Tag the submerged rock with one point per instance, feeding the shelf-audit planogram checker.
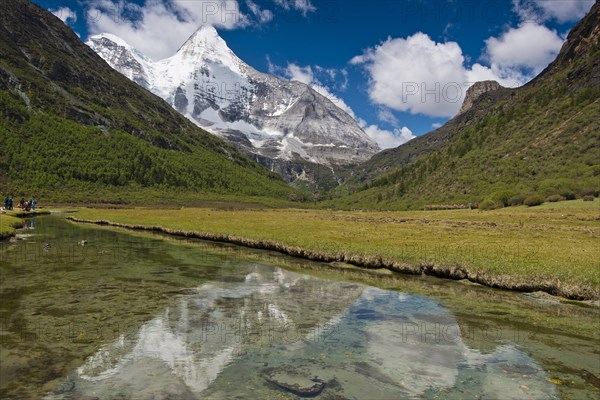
(297, 385)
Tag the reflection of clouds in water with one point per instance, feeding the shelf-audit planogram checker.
(189, 350)
(420, 354)
(156, 340)
(401, 349)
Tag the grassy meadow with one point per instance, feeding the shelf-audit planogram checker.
(553, 247)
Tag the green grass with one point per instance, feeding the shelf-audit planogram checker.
(7, 225)
(554, 245)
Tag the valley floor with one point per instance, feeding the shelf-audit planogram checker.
(552, 248)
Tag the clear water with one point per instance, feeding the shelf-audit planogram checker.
(148, 317)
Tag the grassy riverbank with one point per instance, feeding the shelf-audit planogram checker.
(10, 220)
(7, 225)
(553, 247)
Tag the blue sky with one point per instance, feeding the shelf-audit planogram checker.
(400, 67)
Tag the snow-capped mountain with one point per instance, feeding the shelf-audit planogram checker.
(261, 114)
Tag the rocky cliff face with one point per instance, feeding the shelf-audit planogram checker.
(475, 91)
(277, 121)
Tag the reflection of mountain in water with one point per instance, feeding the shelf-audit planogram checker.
(222, 340)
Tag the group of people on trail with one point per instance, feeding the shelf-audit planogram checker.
(23, 204)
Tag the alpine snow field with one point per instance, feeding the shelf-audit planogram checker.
(181, 224)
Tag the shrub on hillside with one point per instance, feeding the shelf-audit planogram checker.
(554, 198)
(533, 200)
(517, 200)
(503, 197)
(489, 204)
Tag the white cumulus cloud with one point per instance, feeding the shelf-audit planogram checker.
(529, 46)
(387, 139)
(65, 14)
(420, 76)
(304, 6)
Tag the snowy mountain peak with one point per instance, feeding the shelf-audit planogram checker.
(261, 114)
(206, 44)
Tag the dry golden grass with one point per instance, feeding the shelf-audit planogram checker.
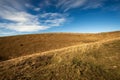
(16, 46)
(94, 60)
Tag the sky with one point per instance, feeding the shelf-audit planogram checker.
(19, 17)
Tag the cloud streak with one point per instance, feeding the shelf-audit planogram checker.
(22, 21)
(83, 4)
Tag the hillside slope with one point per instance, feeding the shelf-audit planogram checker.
(16, 46)
(90, 61)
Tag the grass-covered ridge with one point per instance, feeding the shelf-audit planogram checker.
(90, 61)
(16, 46)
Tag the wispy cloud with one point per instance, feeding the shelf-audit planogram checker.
(83, 4)
(22, 21)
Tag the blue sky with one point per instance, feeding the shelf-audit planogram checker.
(42, 16)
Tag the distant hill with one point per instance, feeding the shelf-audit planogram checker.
(68, 57)
(16, 46)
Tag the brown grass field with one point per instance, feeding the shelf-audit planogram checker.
(60, 56)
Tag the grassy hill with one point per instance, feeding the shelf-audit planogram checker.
(83, 57)
(16, 46)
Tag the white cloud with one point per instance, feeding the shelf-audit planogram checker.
(85, 4)
(37, 9)
(22, 21)
(53, 19)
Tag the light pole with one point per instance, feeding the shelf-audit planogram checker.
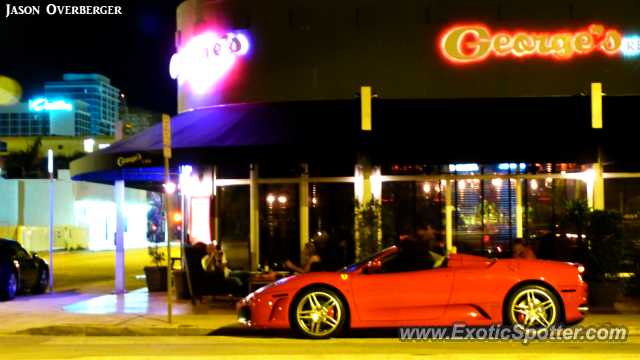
(50, 168)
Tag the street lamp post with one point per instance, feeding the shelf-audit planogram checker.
(50, 168)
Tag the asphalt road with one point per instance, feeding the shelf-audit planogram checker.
(284, 348)
(94, 271)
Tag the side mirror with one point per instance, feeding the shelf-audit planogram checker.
(373, 266)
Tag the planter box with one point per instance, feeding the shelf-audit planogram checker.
(156, 278)
(603, 295)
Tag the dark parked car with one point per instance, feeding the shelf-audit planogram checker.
(20, 271)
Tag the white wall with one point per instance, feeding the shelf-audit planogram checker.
(8, 203)
(25, 202)
(36, 202)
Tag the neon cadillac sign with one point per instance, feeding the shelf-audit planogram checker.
(466, 44)
(206, 58)
(44, 104)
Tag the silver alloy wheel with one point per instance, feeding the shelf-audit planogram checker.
(12, 286)
(314, 313)
(537, 308)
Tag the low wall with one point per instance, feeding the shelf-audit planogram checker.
(36, 238)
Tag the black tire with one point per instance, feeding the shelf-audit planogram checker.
(42, 282)
(9, 287)
(533, 307)
(321, 322)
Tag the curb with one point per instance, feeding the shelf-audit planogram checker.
(92, 330)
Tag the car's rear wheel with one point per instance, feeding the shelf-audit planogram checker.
(10, 288)
(318, 313)
(533, 307)
(42, 283)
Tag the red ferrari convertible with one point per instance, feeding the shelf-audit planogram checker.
(377, 292)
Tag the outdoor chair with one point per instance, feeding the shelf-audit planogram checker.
(204, 283)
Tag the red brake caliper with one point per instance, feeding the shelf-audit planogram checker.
(331, 313)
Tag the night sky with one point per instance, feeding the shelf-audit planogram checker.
(133, 49)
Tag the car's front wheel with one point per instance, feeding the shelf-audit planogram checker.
(533, 307)
(318, 313)
(10, 287)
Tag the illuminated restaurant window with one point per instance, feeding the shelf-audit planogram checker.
(233, 225)
(279, 224)
(331, 222)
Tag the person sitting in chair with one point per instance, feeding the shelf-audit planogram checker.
(313, 264)
(216, 261)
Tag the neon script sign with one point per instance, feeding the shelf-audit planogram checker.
(44, 104)
(206, 58)
(473, 43)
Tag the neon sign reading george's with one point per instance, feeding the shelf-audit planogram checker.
(464, 44)
(206, 58)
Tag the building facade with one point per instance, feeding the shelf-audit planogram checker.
(83, 215)
(94, 89)
(477, 120)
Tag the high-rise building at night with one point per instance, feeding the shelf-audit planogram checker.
(44, 117)
(95, 90)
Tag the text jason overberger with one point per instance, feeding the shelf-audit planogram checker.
(53, 9)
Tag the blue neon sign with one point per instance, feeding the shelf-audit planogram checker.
(44, 104)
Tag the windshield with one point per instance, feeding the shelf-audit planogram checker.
(359, 264)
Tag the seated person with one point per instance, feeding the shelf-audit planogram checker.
(313, 264)
(522, 252)
(215, 261)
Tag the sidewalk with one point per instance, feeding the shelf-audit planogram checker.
(135, 313)
(140, 313)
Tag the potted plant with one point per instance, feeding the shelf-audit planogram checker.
(156, 276)
(603, 253)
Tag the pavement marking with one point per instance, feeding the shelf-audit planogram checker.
(436, 356)
(212, 340)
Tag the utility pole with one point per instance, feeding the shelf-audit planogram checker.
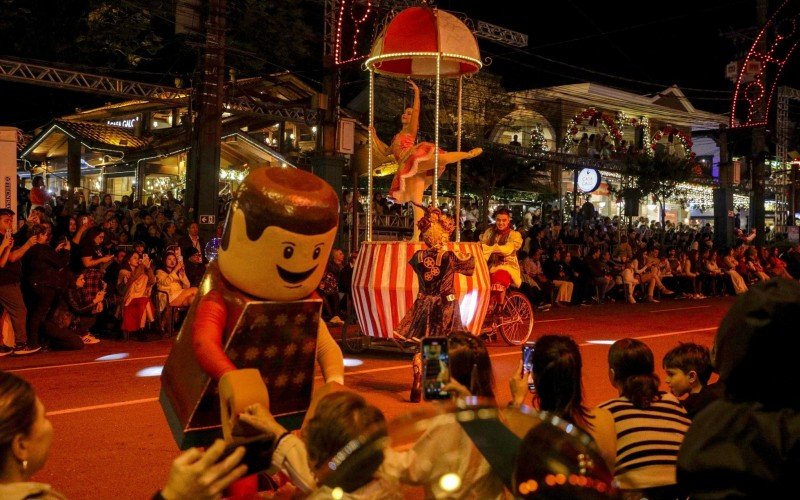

EXERCISE AIM => Print the whole listing above exactly, and keep every picture out of the copy.

FINISHED EXERCISE =>
Tag the submerged rock with one point per instance, feeding the shelf-audit planogram checker.
(297, 385)
Tag the reflection of clouds in water with one point per instance, feeding the shelf-audit planogram checker.
(189, 350)
(420, 354)
(156, 340)
(401, 349)
Tag the grassy meadow with one point per instance, feeding the shelf-audit planogram checker.
(553, 247)
Tag the green grass with one point per instance, feeding the shelf-audit planogram checker.
(7, 225)
(554, 245)
Tag the valley floor with one point per instance, feeding the shelf-audit planogram checker.
(552, 248)
Tag the clear water with one point per instance, feeding the shelf-audit planogram checker.
(148, 317)
Tag the grassy riverbank with one point per instance, feeding the shelf-audit planogram checker.
(10, 220)
(7, 225)
(553, 247)
Tag the blue sky with one point per instance, feeding the shelf-audit planogram checker.
(400, 67)
Tag the snow-capped mountain with one point per instance, feeding the shelf-audit planogram checker.
(261, 114)
Tag the rocky cliff face with one point per instance, feeding the shelf-audit planogram checker.
(475, 91)
(277, 121)
Tag the reflection of mountain in water with one point per instance, feeding the shelf-audit planogram checker.
(222, 340)
Tag the group of people on trail with one point per instance, feeding the shelf-audit planogram checker.
(23, 204)
Tag the alpine snow field with one point per instance, feeding the shelf-audit planogram checker.
(181, 224)
Tag the shrub on hillside with one point per instance, feeding the shelf-audit planogram checker.
(554, 198)
(533, 200)
(517, 200)
(503, 197)
(489, 204)
Tag the white cumulus cloud with one point per instance, feeding the shelf-audit planogram checker.
(529, 46)
(387, 139)
(65, 14)
(420, 76)
(304, 6)
Tag the snowy mountain peak with one point per instance, feeding the shelf-audit planogram checker.
(261, 114)
(206, 44)
Tag the dry golden grass with one point per instance, feeding the shelf-audit planogram checker.
(16, 46)
(94, 60)
Tag the sky with one point per instance, feeding the shelf-audit planogram checker.
(19, 17)
Tag the cloud streak with one point per instance, feeding the shelf-audit planogram checker.
(22, 21)
(83, 4)
Tag the hillside slope with one point per instance, feeding the shelf-audit planogram checker.
(16, 46)
(90, 61)
Tag the grass-covered ridge with one point per instance, feeding the shelf-audit planogram checker.
(90, 61)
(16, 46)
Tag the wispy cloud with one point per instance, feeding the shelf-audit planogram checker.
(83, 4)
(22, 21)
Tag the blue sky with one point per instance, feeding the shelf-audit planogram checker.
(42, 16)
Tag the distant hill with one point per instance, feeding the shelf-audit planogram checker.
(68, 57)
(16, 46)
Tag the brown grass field with one point per instance, feeding the shelf-audit planogram checker.
(60, 56)
Tag the grassy hill with one point per instance, feeding the shelf-audit planogram checker.
(83, 57)
(16, 46)
Tag the white cloud with one point per instance, feeding the shelf-audit planogram checker.
(85, 4)
(37, 9)
(22, 21)
(53, 19)
Tag the light pole with one point per instance, feeding the shelf-audit planogram checker.
(50, 168)
Tag the street lamp post with one point per instance, feeding the shelf-audit planogram checker.
(50, 168)
Tag the asphalt road with one point per instance, feeding the shelf-audit planogram checker.
(284, 348)
(94, 271)
Tag the side mirror with one point per instance, feeding the shelf-audit planogram checker.
(373, 266)
Tag the planter box with one point per instance, feeding the shelf-audit planogram checker.
(156, 278)
(603, 295)
Tag the dark parked car with one point per instance, feeding the shelf-audit planogram checker.
(20, 271)
Tag the white wall with one point per instance, feeding the shelf-audit planogram checker.
(8, 203)
(25, 202)
(36, 202)
Tag the neon cadillac sign with one point per instance, feeding the shelf-audit planogram checker.
(466, 44)
(206, 58)
(44, 104)
Tag the silver alloy wheel with one point per instance, feeding the shelf-audit planogram checker.
(12, 286)
(314, 313)
(537, 308)
Tag the low wall with one point per instance, feeding the shelf-audit planogram checker.
(36, 238)
Tag the black tire with one point per instance, feeding the shelf-audit planogram checker.
(42, 282)
(9, 287)
(533, 307)
(321, 322)
Tag the curb with one point per instance, feeding the shelf-audit planogram checker.
(92, 330)
Tag the car's rear wheel with one point per instance, feeding the shelf-audit planogram checker.
(10, 288)
(318, 313)
(533, 307)
(42, 283)
Tag the red ferrari convertible with one point per instance, feeding the shelf-audit planogram checker.
(377, 292)
Tag the outdoor chair with one point per instance, feeding the shelf-audit planogram checker.
(204, 283)
Tag the red brake caliper with one point per instance, feeding the shelf-audit planogram checker.
(331, 313)
Tag the night sky with one point per instance, feeding the shelf-audit planogram checker.
(133, 49)
Tag the car's front wheel with one point per instance, feeding the shelf-audit planogram checker.
(533, 307)
(318, 313)
(10, 287)
Tag the illuminated restaurant window with one point per instance, feeding the shelf-audit planogram checker.
(233, 225)
(279, 224)
(331, 222)
Tag the person sitting in chair with one point per instance, feeding the shelf-audit planogram checker.
(313, 264)
(216, 261)
Tag the neon script sign with one point per instance, feeding the shelf-audit planogram checker.
(44, 104)
(206, 58)
(473, 43)
Tag the neon sign reading george's with one point per instance, feeding the shelf-audit planogram checker.
(464, 44)
(206, 58)
Tag the building facade with one point per instance, feeding the shelf-audit planogram checker.
(83, 215)
(94, 89)
(477, 120)
Tag the high-rise building at night with one point per instance, feeding the shelf-audit planogram checker.
(44, 117)
(95, 90)
Tag the text jason overberger with one point per instance, feeding the shelf-audit planogram checker.
(53, 9)
Tag the blue neon sign with one point per instance, feeding the shelf-audit planogram checker.
(44, 104)
Tag the windshield with one point per instance, feeding the shelf-audit planogram checker.
(359, 264)
Tag the seated person with one point per instance, feeding the shelf-audit planogram checker.
(313, 264)
(522, 252)
(215, 261)
Tag the sidewalk with one point per instance, feeding the shelf-audit planogram checker.
(135, 313)
(140, 313)
Tag the potted plant with one point per instance, feeding the shelf-audit planogram checker.
(156, 276)
(603, 253)
Tag the pavement marking with one point per instance, feeding the shelf-audit planogram checker.
(436, 356)
(212, 340)
Tag the utility pole with one point per instance, feeding the shelf-audit planogram checker.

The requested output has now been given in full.